## Instruction:
List every dollar amount that the passage on the gambling scam gives as a number.

Then the brother or uncle comes in. He just happens to be a dealer at a casino (not an Indonesian casino, because remember, gambling is illegal there), and is perfectly happy to teach you some hand signals and other tricks of the trade. It’s an easy sell because, guess what? There just so happens to be a room in the house with a card table and chips all set up. He even hands you a few hundred US dollars to bet with so you can practice.
Once you’ve learned to read the signals, the gambling scam gets heavier. It just so happens there’s a high roller who’s rich, but a terrible player, expected to arrive any moment. Next thing you know, that arrogant but harmless gambler arrives, and the card dealer suggests you roll them for all they’re worth.
At first, when the stakes are low, you simply can’t lose. But as the stakes get higher, the roles are reversed. The high roller places a large stack of cash – more than you have – on the table. Most people would leave at this point and take their winnings, but that’s when you find out the house rules state you can’t quit once a stake has been offered. You either match it and take the bet, or forfeit everything you’ve already won.
The scammers are more than happy to drive you to an ATM to get more cash. Those who do immediately lose that batch of money as well, because the games are rigged, and have been all along.
One couple from Australia fell for the gambling scam in Bali back in 2011. They lost $3,000 before the wife flew back home and retrieved $15,000 more, then flew back to Bali only to lose it all. When the scammers asked if they could round up another $6,000, they finally realized they had been conned.
This gambling scam has been going on throughout many tourist destination in Asia dating all the way back to the 1980’s, but has most recently become prevalent in Indonesia. If you do happen to have travel plans to Bali, be vigilant. Do not gamble, and be especially careful who you make friends with.

## Dataset records:
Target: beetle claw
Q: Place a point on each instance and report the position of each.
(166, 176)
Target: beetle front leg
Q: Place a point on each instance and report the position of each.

## The result:
$3,000
$15,000
$6,000